Given task
Extract each line of the items below that contains the string "water", with case counting toward a match.

***** Given records

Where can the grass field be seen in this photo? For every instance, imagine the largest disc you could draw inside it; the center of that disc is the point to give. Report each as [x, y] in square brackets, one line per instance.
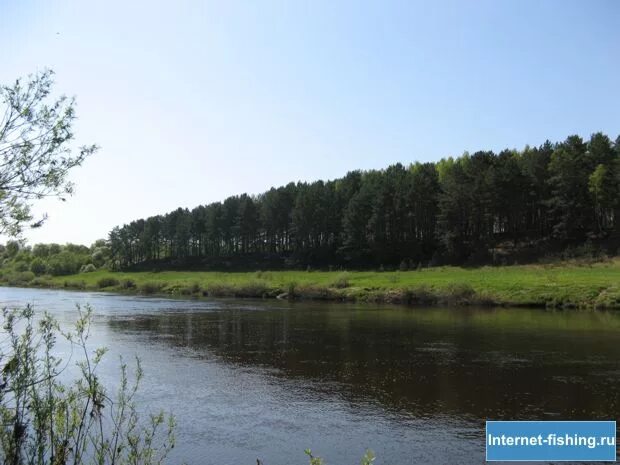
[561, 285]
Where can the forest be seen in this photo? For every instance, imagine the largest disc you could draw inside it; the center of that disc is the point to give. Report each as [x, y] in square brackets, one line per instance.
[480, 208]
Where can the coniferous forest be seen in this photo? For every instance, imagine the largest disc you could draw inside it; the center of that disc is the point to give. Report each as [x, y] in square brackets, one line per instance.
[480, 208]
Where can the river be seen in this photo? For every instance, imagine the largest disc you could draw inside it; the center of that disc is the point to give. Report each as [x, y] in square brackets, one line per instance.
[251, 379]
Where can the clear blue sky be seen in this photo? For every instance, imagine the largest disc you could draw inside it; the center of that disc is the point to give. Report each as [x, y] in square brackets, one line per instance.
[194, 101]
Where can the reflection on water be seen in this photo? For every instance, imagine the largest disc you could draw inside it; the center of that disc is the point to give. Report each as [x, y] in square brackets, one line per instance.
[268, 379]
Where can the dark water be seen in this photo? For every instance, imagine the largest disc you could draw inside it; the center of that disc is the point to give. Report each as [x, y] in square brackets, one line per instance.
[268, 379]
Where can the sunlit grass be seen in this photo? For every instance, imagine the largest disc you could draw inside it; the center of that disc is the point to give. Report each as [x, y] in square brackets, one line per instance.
[567, 284]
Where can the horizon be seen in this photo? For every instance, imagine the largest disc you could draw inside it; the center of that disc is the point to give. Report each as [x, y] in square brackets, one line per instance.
[193, 104]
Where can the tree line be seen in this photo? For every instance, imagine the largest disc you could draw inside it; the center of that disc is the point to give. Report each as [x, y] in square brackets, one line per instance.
[476, 208]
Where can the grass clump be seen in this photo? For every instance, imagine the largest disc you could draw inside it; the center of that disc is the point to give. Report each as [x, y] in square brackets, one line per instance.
[151, 287]
[107, 282]
[127, 284]
[342, 281]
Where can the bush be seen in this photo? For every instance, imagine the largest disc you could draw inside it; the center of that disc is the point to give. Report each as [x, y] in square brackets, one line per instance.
[127, 284]
[88, 268]
[19, 278]
[107, 282]
[47, 421]
[21, 266]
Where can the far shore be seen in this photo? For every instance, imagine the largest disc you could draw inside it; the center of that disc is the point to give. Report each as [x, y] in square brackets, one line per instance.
[563, 285]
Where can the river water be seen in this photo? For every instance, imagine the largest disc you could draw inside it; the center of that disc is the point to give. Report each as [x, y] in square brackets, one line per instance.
[268, 379]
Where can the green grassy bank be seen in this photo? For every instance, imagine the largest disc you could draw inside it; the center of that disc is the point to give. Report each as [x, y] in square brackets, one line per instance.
[561, 285]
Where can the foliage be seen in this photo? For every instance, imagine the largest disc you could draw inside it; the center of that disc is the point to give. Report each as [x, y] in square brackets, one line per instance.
[35, 153]
[577, 282]
[54, 259]
[476, 209]
[45, 421]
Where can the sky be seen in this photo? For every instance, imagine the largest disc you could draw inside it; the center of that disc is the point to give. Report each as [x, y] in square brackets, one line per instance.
[194, 101]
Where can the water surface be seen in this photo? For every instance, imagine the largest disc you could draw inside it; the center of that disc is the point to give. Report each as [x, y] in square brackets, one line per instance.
[268, 379]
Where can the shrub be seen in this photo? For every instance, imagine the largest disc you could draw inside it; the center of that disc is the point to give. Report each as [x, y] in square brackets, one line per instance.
[88, 268]
[127, 284]
[38, 267]
[75, 422]
[151, 288]
[19, 278]
[21, 267]
[107, 282]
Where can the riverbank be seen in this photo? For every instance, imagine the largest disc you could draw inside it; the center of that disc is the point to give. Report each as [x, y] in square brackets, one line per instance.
[564, 285]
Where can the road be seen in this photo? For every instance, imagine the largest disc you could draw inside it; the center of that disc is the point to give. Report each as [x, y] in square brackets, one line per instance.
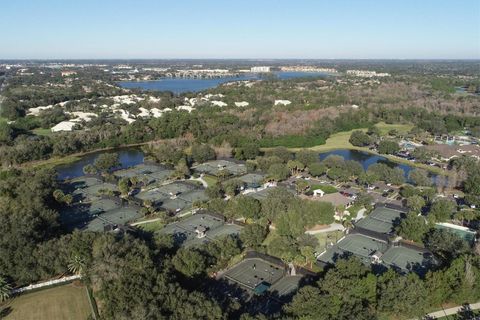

**********

Written response
Where can the reflection on water be seen in this photo? For every instance, imagine the largest disc you could draw inside it; the center of that disc is the point to give. Report each as [x, y] in square brackets, one line per instance.
Where can the dark water be seen in this photo? For every instance, imagine the largest disc you could draw inside it; the center of that disc is the point to give. Report each as [x, y] in square brackets, one line per instance.
Where can the river water be seen in this photo? For every instance, imagine the largest disc you could draw inside it; the center of that disc is the point to give. Report each as [x, y] in square brackets, one line per instance.
Where can the water surface be seen in this photo? For every instance, imagine the largest disc you could draw inside it; the center of that disc is the point to give. Report each as [x, y] in square brackets, one line per instance.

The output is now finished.